▸ Records to process
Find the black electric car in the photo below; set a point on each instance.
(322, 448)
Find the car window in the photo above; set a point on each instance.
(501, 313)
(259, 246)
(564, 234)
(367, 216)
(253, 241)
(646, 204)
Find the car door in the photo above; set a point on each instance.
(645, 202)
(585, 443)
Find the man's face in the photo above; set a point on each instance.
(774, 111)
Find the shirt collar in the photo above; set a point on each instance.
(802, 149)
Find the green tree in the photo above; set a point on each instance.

...

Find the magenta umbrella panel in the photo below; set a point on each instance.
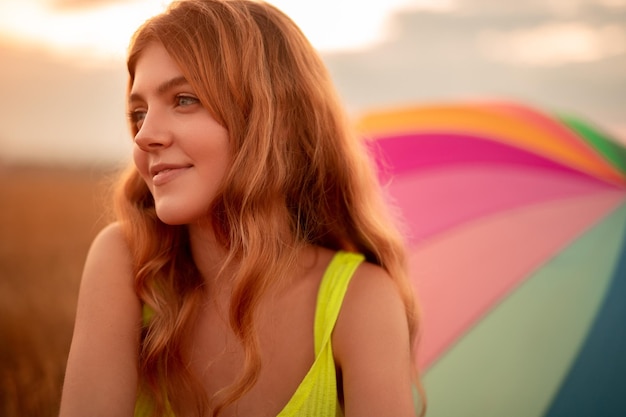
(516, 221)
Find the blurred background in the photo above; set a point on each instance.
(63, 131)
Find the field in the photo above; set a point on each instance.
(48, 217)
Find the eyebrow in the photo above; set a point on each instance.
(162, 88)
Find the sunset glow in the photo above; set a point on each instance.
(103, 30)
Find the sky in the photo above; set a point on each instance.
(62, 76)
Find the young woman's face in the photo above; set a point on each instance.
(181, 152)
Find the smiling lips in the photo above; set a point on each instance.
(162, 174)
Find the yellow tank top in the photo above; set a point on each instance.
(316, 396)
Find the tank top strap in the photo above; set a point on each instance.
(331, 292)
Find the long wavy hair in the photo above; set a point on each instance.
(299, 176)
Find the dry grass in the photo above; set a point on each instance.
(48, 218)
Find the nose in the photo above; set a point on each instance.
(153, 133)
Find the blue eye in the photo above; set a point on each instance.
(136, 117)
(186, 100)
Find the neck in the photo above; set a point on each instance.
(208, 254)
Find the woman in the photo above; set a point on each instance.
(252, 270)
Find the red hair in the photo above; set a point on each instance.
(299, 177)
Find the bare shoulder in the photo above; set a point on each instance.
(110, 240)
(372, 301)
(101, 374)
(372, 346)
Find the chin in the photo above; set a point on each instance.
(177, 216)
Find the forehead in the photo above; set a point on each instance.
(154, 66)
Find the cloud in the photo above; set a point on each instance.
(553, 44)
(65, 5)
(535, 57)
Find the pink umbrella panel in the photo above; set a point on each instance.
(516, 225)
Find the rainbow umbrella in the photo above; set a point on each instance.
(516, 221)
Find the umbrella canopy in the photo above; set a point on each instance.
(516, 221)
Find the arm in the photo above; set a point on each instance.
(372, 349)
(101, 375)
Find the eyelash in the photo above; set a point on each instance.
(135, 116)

▸ What the exercise asks
Everything in the material above from the line that has "Find the black" through the line that has "Find the green" must be duplicated exactly, with no other lines given.

▸ Response
Find the black electric car in the photo below; set a point on each instance.
(322, 448)
Find the car window in the photo above; set a point on each instance.
(501, 313)
(259, 246)
(564, 234)
(367, 216)
(253, 241)
(646, 204)
Find the car door in the photo above; set a point on each instance.
(645, 202)
(585, 443)
Find the man's face in the photo above; set a point on each instance.
(774, 111)
Find the shirt collar in the photo above; set a point on each instance.
(802, 149)
Find the green tree in the photo above; set a point on each instance.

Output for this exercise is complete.